[[ Entries shown, beginning ]]

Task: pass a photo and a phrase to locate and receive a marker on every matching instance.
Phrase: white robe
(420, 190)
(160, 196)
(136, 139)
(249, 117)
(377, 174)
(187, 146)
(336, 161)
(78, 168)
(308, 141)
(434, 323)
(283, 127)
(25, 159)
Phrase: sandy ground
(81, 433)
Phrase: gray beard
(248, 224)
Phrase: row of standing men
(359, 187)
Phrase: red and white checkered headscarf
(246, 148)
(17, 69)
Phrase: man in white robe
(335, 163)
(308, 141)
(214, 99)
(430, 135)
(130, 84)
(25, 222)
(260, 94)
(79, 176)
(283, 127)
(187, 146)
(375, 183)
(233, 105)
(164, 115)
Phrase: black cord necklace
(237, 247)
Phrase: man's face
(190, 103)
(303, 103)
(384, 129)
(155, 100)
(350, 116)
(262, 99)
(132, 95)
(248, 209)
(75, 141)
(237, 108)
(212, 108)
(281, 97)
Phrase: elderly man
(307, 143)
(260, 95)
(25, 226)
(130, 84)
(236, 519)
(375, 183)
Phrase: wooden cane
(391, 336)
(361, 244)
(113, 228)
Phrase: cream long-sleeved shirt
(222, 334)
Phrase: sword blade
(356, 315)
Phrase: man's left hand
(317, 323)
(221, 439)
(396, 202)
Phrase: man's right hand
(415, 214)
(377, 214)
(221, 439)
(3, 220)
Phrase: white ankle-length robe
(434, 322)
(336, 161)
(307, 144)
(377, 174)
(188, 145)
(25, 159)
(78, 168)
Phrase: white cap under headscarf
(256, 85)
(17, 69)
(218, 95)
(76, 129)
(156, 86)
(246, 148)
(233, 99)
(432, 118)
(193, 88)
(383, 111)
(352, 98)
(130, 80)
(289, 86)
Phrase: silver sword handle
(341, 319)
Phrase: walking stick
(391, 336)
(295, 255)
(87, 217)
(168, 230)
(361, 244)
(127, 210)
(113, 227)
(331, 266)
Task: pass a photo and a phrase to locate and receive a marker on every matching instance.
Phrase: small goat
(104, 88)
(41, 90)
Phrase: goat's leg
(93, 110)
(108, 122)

[[ Entries shown, end ]]

Directions for this task:
Return every entry exactly as given.

Result:
Task: pass a photo and a phrase to locate and receive a marker on every matching instance.
Phrase: white robe
(420, 190)
(160, 196)
(136, 139)
(249, 117)
(377, 174)
(187, 146)
(336, 161)
(78, 168)
(308, 141)
(434, 323)
(283, 127)
(25, 159)
Phrase: sandy ground
(81, 433)
Phrase: gray beard
(248, 224)
Phrase: row of standing men
(359, 187)
Phrase: red and white checkered headscarf
(246, 148)
(17, 69)
Phrase: man in white robe
(335, 163)
(308, 141)
(214, 99)
(430, 135)
(130, 84)
(25, 222)
(260, 94)
(79, 176)
(283, 127)
(187, 146)
(375, 183)
(233, 105)
(164, 115)
Phrase: black cord necklace
(237, 247)
Phrase: man's face
(190, 103)
(303, 103)
(384, 129)
(155, 100)
(350, 116)
(262, 99)
(132, 95)
(248, 209)
(75, 141)
(237, 108)
(212, 108)
(281, 97)
Phrase: elderly man
(307, 143)
(260, 95)
(25, 226)
(130, 84)
(236, 519)
(375, 183)
Phrase: wooden cane
(391, 336)
(361, 244)
(113, 228)
Phrase: cream long-sleeved shirt
(222, 334)
Phrase: sword blade
(356, 315)
Phrase: man's left hand
(317, 323)
(221, 439)
(396, 202)
Phrase: man's right hand
(415, 214)
(377, 214)
(221, 439)
(3, 220)
Phrase: white ankle-length robe
(434, 322)
(336, 161)
(307, 144)
(377, 174)
(188, 145)
(25, 159)
(78, 168)
Phrase: white cap under headscarf
(256, 85)
(17, 69)
(218, 95)
(76, 129)
(156, 86)
(246, 148)
(233, 99)
(432, 118)
(193, 88)
(383, 111)
(352, 98)
(130, 80)
(289, 86)
Phrase: silver sword handle
(341, 319)
Phrase: walking stick
(391, 336)
(295, 255)
(87, 217)
(168, 230)
(361, 244)
(127, 210)
(113, 227)
(331, 266)
Task: pass a photo and a phrase to locate and receive a marker on every matching instance.
Phrase: small goat
(104, 88)
(41, 90)
Phrase: goat's leg
(93, 110)
(108, 122)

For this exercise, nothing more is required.